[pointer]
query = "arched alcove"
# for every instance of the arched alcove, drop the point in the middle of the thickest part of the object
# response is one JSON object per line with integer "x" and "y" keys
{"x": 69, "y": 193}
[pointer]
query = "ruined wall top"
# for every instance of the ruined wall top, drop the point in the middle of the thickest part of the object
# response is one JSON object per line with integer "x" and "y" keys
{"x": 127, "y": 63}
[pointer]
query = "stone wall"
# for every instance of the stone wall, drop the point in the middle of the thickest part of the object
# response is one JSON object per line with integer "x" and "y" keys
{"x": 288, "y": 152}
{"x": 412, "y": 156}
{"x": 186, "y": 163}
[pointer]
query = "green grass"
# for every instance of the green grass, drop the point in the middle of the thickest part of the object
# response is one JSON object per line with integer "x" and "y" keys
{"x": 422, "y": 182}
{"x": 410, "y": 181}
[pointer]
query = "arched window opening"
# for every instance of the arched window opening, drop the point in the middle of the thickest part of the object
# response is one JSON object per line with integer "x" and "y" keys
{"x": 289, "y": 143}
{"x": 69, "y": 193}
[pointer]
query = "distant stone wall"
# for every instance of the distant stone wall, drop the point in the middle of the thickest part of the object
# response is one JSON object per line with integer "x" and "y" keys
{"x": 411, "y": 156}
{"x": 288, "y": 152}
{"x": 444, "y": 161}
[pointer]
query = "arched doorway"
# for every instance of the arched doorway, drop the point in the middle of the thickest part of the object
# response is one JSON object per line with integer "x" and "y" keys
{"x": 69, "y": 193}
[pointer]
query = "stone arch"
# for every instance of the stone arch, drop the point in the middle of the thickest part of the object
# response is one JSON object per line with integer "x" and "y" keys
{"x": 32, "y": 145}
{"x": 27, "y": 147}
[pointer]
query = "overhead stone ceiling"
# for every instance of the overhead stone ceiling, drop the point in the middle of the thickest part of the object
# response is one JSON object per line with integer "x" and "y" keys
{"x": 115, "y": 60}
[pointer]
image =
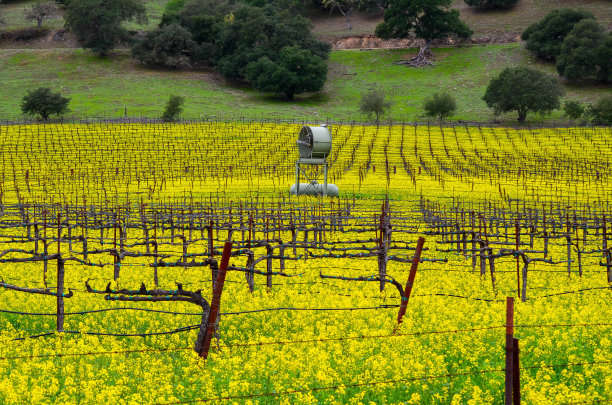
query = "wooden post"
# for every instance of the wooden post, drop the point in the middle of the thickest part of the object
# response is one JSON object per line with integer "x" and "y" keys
{"x": 516, "y": 376}
{"x": 509, "y": 350}
{"x": 413, "y": 268}
{"x": 607, "y": 251}
{"x": 60, "y": 294}
{"x": 216, "y": 300}
{"x": 518, "y": 271}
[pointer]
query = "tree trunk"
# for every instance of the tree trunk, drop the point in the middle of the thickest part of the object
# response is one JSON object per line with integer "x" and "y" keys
{"x": 422, "y": 59}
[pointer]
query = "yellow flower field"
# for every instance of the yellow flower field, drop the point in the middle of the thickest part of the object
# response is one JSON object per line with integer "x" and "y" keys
{"x": 308, "y": 339}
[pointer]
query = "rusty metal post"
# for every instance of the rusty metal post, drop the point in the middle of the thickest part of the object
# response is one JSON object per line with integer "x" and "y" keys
{"x": 211, "y": 252}
{"x": 509, "y": 350}
{"x": 269, "y": 253}
{"x": 413, "y": 268}
{"x": 59, "y": 232}
{"x": 216, "y": 299}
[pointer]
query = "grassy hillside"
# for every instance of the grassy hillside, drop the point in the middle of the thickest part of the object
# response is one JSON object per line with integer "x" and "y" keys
{"x": 106, "y": 86}
{"x": 14, "y": 10}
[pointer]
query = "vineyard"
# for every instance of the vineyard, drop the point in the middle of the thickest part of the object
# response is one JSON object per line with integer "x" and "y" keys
{"x": 168, "y": 264}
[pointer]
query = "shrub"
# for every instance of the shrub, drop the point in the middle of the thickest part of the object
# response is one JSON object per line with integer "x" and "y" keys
{"x": 601, "y": 112}
{"x": 573, "y": 109}
{"x": 43, "y": 102}
{"x": 97, "y": 24}
{"x": 295, "y": 71}
{"x": 523, "y": 90}
{"x": 169, "y": 46}
{"x": 373, "y": 103}
{"x": 41, "y": 10}
{"x": 581, "y": 53}
{"x": 174, "y": 108}
{"x": 440, "y": 105}
{"x": 545, "y": 37}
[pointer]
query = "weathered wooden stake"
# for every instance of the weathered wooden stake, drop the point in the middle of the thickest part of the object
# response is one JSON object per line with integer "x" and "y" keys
{"x": 509, "y": 350}
{"x": 60, "y": 294}
{"x": 216, "y": 299}
{"x": 516, "y": 376}
{"x": 413, "y": 268}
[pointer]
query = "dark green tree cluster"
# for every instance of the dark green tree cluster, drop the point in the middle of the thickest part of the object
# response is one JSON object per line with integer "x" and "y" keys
{"x": 270, "y": 47}
{"x": 98, "y": 24}
{"x": 523, "y": 90}
{"x": 575, "y": 41}
{"x": 43, "y": 103}
{"x": 426, "y": 19}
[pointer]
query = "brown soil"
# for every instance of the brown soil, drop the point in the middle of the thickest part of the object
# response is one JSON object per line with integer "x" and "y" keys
{"x": 370, "y": 41}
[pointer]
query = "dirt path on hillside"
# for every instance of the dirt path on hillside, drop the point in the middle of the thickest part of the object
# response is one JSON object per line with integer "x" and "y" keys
{"x": 370, "y": 41}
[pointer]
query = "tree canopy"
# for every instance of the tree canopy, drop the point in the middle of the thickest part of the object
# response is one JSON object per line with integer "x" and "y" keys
{"x": 545, "y": 37}
{"x": 169, "y": 46}
{"x": 43, "y": 102}
{"x": 269, "y": 45}
{"x": 296, "y": 70}
{"x": 41, "y": 10}
{"x": 426, "y": 19}
{"x": 586, "y": 53}
{"x": 523, "y": 90}
{"x": 97, "y": 24}
{"x": 440, "y": 105}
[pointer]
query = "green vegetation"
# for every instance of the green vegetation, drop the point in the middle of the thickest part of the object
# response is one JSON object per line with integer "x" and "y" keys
{"x": 173, "y": 109}
{"x": 169, "y": 46}
{"x": 601, "y": 112}
{"x": 43, "y": 103}
{"x": 523, "y": 90}
{"x": 440, "y": 105}
{"x": 545, "y": 37}
{"x": 425, "y": 19}
{"x": 586, "y": 53}
{"x": 295, "y": 71}
{"x": 91, "y": 82}
{"x": 573, "y": 109}
{"x": 97, "y": 24}
{"x": 41, "y": 11}
{"x": 374, "y": 104}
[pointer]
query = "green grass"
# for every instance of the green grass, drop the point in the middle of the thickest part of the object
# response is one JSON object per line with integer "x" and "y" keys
{"x": 106, "y": 86}
{"x": 13, "y": 14}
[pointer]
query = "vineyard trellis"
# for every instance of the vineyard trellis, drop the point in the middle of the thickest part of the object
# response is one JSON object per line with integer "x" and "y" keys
{"x": 147, "y": 202}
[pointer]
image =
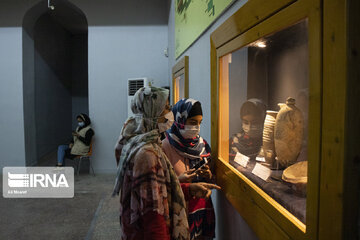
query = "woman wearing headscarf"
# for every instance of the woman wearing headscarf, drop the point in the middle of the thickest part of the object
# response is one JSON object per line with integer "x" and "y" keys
{"x": 189, "y": 152}
{"x": 249, "y": 140}
{"x": 152, "y": 201}
{"x": 80, "y": 142}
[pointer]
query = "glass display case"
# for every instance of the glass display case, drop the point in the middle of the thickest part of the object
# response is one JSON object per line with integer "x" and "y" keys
{"x": 180, "y": 82}
{"x": 265, "y": 93}
{"x": 282, "y": 83}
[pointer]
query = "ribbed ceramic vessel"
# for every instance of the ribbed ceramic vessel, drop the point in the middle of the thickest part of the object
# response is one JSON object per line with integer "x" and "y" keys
{"x": 289, "y": 127}
{"x": 268, "y": 137}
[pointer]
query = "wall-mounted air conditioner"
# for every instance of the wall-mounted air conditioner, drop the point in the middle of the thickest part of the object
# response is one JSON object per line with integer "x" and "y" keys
{"x": 135, "y": 84}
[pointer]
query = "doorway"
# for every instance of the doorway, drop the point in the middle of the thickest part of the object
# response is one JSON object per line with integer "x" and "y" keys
{"x": 55, "y": 64}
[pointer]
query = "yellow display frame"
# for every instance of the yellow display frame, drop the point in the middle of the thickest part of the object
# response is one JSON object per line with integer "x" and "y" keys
{"x": 255, "y": 20}
{"x": 180, "y": 68}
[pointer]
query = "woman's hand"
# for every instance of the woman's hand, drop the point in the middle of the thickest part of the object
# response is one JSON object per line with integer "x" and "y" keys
{"x": 204, "y": 172}
{"x": 187, "y": 176}
{"x": 202, "y": 190}
{"x": 75, "y": 134}
{"x": 117, "y": 155}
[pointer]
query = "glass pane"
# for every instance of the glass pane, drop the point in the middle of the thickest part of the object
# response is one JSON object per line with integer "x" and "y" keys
{"x": 263, "y": 104}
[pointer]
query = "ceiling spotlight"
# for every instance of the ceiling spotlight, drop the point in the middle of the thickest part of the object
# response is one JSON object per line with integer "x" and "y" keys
{"x": 261, "y": 44}
{"x": 51, "y": 7}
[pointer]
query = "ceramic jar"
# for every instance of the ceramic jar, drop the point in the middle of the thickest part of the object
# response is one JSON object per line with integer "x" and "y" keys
{"x": 289, "y": 127}
{"x": 268, "y": 137}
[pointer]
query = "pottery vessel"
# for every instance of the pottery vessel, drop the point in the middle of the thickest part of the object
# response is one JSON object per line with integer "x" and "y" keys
{"x": 268, "y": 137}
{"x": 289, "y": 127}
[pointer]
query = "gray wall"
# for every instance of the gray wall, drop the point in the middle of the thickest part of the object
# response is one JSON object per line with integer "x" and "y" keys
{"x": 52, "y": 85}
{"x": 126, "y": 39}
{"x": 79, "y": 76}
{"x": 116, "y": 54}
{"x": 12, "y": 148}
{"x": 230, "y": 224}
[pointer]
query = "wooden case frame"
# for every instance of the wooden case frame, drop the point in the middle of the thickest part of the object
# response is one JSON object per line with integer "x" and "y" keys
{"x": 328, "y": 83}
{"x": 180, "y": 68}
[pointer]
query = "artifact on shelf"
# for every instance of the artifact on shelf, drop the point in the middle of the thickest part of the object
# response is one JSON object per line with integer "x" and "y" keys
{"x": 289, "y": 127}
{"x": 296, "y": 174}
{"x": 268, "y": 137}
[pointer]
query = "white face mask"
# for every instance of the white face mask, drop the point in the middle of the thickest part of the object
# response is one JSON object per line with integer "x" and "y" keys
{"x": 190, "y": 131}
{"x": 166, "y": 125}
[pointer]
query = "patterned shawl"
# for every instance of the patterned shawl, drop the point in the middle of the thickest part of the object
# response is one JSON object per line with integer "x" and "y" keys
{"x": 140, "y": 132}
{"x": 189, "y": 148}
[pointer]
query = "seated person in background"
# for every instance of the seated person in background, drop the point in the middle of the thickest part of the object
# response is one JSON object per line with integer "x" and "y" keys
{"x": 80, "y": 144}
{"x": 249, "y": 140}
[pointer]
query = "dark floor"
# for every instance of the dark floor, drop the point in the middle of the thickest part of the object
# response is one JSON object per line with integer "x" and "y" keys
{"x": 91, "y": 214}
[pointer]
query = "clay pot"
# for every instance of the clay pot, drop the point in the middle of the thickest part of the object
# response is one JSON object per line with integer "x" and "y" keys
{"x": 296, "y": 175}
{"x": 268, "y": 137}
{"x": 289, "y": 127}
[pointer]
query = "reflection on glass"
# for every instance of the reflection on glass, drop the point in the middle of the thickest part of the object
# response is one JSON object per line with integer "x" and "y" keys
{"x": 263, "y": 104}
{"x": 179, "y": 88}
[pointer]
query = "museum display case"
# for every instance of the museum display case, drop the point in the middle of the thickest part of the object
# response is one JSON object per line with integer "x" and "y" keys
{"x": 180, "y": 79}
{"x": 271, "y": 93}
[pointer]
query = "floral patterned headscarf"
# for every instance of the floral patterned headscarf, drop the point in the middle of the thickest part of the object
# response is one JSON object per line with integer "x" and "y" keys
{"x": 140, "y": 130}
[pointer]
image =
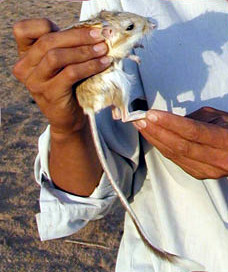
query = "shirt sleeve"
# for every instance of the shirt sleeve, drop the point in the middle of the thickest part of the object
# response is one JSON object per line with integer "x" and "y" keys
{"x": 62, "y": 214}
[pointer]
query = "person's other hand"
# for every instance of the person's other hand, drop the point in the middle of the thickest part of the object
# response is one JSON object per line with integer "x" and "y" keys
{"x": 198, "y": 143}
{"x": 51, "y": 61}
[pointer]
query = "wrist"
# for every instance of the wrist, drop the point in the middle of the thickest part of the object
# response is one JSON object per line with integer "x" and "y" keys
{"x": 63, "y": 135}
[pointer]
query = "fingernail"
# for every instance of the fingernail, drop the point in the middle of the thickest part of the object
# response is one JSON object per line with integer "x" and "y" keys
{"x": 152, "y": 117}
{"x": 141, "y": 124}
{"x": 106, "y": 60}
{"x": 95, "y": 33}
{"x": 101, "y": 47}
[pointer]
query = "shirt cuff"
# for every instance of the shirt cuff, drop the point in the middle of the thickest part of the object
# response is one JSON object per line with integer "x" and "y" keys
{"x": 61, "y": 213}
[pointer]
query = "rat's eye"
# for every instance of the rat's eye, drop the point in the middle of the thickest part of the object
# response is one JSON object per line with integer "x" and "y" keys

────────────────────────────────────────

* How to complete this task
The string "canopy" appears on how many lines of the records? State the number alone.

* Answer for the task
2